:: EXERCISE DIRECTIONS ::
Please copy every line from the following entries in which the word "football" appears.

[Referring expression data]

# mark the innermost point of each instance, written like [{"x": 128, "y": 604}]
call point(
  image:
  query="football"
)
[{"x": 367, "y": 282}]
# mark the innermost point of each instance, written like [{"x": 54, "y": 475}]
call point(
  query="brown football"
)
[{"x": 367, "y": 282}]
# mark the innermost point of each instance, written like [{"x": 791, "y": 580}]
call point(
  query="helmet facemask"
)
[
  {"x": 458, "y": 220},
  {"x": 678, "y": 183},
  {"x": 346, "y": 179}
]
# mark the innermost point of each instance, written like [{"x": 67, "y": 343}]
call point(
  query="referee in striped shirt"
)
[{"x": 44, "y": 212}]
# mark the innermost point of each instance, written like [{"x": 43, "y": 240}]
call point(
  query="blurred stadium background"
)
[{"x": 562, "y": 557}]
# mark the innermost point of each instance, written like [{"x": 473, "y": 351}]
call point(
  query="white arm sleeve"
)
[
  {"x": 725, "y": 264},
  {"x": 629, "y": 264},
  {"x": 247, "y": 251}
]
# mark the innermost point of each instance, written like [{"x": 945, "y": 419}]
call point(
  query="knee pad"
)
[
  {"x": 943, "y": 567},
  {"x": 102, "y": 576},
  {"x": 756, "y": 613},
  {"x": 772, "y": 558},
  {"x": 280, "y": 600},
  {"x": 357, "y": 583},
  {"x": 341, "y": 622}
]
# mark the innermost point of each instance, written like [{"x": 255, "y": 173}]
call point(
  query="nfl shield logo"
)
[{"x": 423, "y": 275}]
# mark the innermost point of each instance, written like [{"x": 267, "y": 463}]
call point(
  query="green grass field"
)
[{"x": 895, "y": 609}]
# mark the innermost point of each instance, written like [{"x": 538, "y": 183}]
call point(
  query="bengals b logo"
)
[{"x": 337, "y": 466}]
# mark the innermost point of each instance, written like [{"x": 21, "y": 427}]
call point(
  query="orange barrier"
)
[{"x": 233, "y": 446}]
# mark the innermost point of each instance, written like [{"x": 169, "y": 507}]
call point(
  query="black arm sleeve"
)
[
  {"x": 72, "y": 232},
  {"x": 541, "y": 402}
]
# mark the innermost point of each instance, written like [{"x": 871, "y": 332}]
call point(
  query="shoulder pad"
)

:: TASK RESPONSE ::
  query="football"
  query="brown football"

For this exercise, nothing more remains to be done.